> _Source data_:
════════════════
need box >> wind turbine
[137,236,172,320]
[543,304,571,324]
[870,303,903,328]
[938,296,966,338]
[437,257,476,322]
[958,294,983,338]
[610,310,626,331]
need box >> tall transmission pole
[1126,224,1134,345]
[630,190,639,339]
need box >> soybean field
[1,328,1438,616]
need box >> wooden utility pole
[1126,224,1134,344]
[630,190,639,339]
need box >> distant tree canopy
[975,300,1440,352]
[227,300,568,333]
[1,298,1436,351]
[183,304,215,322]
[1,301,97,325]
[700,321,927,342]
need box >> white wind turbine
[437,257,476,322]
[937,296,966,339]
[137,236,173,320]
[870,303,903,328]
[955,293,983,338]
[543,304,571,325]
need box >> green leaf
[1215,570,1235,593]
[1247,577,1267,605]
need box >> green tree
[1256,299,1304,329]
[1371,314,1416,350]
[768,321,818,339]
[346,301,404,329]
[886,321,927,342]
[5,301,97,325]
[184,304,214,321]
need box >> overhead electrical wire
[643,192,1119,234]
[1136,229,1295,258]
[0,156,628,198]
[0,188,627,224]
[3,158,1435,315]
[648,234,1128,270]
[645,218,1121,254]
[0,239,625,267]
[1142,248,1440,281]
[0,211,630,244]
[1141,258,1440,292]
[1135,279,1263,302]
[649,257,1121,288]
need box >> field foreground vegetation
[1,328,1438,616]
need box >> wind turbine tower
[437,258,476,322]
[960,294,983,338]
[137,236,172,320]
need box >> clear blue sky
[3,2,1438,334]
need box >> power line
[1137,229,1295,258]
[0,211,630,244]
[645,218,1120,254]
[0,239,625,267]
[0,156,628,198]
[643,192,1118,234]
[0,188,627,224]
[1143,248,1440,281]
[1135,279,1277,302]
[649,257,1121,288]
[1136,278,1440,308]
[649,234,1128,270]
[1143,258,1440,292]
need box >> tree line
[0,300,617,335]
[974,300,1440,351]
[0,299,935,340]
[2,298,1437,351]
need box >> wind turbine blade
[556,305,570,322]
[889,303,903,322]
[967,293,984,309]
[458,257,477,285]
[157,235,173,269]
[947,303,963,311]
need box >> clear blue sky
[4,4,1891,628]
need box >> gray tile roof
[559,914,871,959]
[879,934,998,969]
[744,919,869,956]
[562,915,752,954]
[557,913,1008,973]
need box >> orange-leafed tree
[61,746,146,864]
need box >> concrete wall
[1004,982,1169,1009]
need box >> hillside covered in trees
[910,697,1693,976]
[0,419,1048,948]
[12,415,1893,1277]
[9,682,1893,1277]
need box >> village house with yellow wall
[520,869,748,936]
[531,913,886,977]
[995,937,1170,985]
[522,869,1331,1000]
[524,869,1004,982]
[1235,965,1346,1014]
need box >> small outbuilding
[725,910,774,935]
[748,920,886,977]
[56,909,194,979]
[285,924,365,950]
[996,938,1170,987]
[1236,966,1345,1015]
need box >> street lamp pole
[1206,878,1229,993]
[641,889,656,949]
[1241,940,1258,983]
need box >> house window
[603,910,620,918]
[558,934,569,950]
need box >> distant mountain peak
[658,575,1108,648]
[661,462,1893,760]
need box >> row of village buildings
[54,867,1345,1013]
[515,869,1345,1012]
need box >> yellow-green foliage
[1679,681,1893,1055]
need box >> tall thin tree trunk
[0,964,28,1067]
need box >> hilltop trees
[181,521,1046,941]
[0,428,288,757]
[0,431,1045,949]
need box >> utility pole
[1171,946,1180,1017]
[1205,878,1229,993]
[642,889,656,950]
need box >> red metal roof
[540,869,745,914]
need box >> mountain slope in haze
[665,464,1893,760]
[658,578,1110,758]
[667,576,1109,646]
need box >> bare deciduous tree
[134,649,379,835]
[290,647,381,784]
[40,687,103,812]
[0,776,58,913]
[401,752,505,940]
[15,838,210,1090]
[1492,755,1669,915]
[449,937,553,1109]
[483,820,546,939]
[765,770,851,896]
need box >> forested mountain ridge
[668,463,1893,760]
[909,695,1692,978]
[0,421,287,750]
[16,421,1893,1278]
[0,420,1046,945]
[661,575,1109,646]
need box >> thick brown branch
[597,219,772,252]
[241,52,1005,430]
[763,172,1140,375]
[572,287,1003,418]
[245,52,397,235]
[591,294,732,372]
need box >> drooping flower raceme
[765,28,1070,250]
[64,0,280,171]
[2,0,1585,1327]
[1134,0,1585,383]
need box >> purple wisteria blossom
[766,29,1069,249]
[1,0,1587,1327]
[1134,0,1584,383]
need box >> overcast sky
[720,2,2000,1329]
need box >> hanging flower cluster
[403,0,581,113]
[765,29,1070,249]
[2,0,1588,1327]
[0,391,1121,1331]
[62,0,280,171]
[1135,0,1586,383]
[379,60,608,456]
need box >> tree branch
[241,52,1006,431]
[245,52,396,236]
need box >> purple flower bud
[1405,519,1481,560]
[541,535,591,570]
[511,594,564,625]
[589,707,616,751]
════════════════
> _What the task requires_:
The answer must reproduce every record exactly.

> _Task response_:
need box >> wind turbine
[137,236,172,320]
[543,304,571,324]
[870,303,903,328]
[938,296,966,338]
[437,257,476,322]
[958,294,983,338]
[610,310,626,331]
need box >> tall transmission pole
[1126,224,1134,345]
[630,190,639,339]
need box >> soybean field
[1,328,1438,616]
need box >> wooden utility pole
[1126,224,1134,344]
[630,190,639,339]
need box >> distant tree canopy
[975,300,1440,352]
[227,300,568,333]
[1,298,1436,351]
[183,304,215,322]
[1,301,97,325]
[700,321,927,342]
need box >> white wind turbine
[437,257,476,322]
[937,296,966,339]
[137,236,173,320]
[870,303,903,328]
[955,293,983,338]
[543,304,571,325]
need box >> green leaf
[1215,570,1235,593]
[1247,577,1267,605]
need box >> green tree
[1256,299,1304,329]
[1371,314,1416,350]
[768,321,818,339]
[346,301,404,329]
[886,321,927,342]
[5,301,97,325]
[184,304,214,321]
need box >> overhead electrical wire
[643,192,1119,234]
[1136,229,1295,258]
[0,156,628,198]
[0,188,627,224]
[3,158,1435,315]
[648,234,1128,270]
[645,218,1121,254]
[0,239,625,267]
[1142,248,1440,281]
[0,211,630,244]
[1141,258,1440,292]
[1135,279,1263,302]
[649,257,1121,288]
need box >> field foreground vegetation
[1,328,1438,616]
need box >> wind turbine tower
[437,258,476,322]
[960,294,983,338]
[137,236,172,320]
need box >> clear blue sky
[3,2,1438,334]
need box >> power line
[1137,229,1295,258]
[0,211,630,244]
[645,218,1120,254]
[0,239,625,267]
[0,156,628,198]
[643,192,1118,234]
[0,188,627,224]
[1143,248,1440,281]
[1135,279,1277,302]
[649,257,1121,288]
[1136,278,1440,308]
[649,234,1128,270]
[1143,258,1440,292]
need box >> tree line
[0,300,617,335]
[974,300,1440,351]
[0,299,935,340]
[2,298,1437,351]
need box >> wind turbine blade
[556,305,570,322]
[889,303,903,322]
[967,293,984,309]
[458,257,477,285]
[157,235,173,269]
[947,303,963,311]
need box >> clear blue sky
[4,4,1891,628]
need box >> gray tile roof
[559,914,871,959]
[879,934,998,969]
[744,919,869,956]
[562,915,752,954]
[557,913,1008,973]
need box >> orange-leafed tree
[61,746,146,864]
need box >> concrete wall
[1004,982,1169,1009]
need box >> hillside covered in trees
[910,697,1693,976]
[0,419,1048,948]
[12,415,1893,1277]
[9,682,1893,1277]
need box >> village house with yellow wall
[520,869,748,936]
[531,913,886,977]
[995,937,1170,985]
[522,869,1331,1000]
[524,869,1004,982]
[1235,965,1346,1014]
need box >> small outbuilding
[725,910,774,935]
[748,920,886,977]
[56,909,194,979]
[285,924,365,950]
[996,938,1170,987]
[1236,966,1345,1015]
need box >> street lamp pole
[1206,878,1229,993]
[641,889,656,949]
[1241,940,1258,983]
need box >> house window
[603,910,620,918]
[558,934,569,950]
need box >> distant mountain peak
[658,575,1108,648]
[661,462,1893,760]
need box >> row of village buildings
[54,867,1345,1013]
[515,869,1345,1012]
need box >> yellow-green foliage
[1679,681,1893,1055]
need box >> tall thin tree trunk
[0,964,28,1067]
need box >> hilltop trees
[181,521,1046,941]
[0,428,288,757]
[0,431,1045,949]
need box >> utility pole
[1171,946,1180,1017]
[1205,878,1229,993]
[642,889,656,950]
need box >> red metal roof
[540,869,745,914]
need box >> mountain slope in haze
[665,464,1893,760]
[658,578,1110,758]
[667,576,1109,646]
need box >> bare deciduous tree
[134,649,379,835]
[290,647,381,784]
[40,687,103,812]
[0,776,58,913]
[401,752,505,940]
[15,838,210,1090]
[1492,755,1669,915]
[449,937,553,1109]
[483,820,546,939]
[765,770,851,896]
need box >> forested mountain ridge
[668,463,1893,760]
[909,695,1692,978]
[0,421,287,750]
[16,421,1893,1278]
[0,420,1046,945]
[661,575,1109,646]
need box >> thick brown branch
[597,219,772,252]
[241,52,1005,430]
[763,172,1140,375]
[572,287,1003,418]
[245,52,397,235]
[591,294,732,372]
need box >> drooping flower raceme
[765,28,1070,250]
[64,0,280,171]
[2,0,1585,1327]
[1134,0,1585,383]
need box >> purple wisteria blossom
[766,29,1069,249]
[1,0,1587,1327]
[1134,0,1584,383]
need box >> overcast sky
[720,2,2000,1329]
need box >> hanging flower cluster
[403,0,581,113]
[765,29,1070,249]
[2,0,1588,1327]
[0,391,1121,1331]
[62,0,280,171]
[1135,0,1586,383]
[379,60,608,456]
need box >> tree branch
[241,52,1006,431]
[245,52,396,236]
need box >> purple flower bud
[1405,519,1481,560]
[541,535,591,570]
[511,594,564,625]
[589,707,616,751]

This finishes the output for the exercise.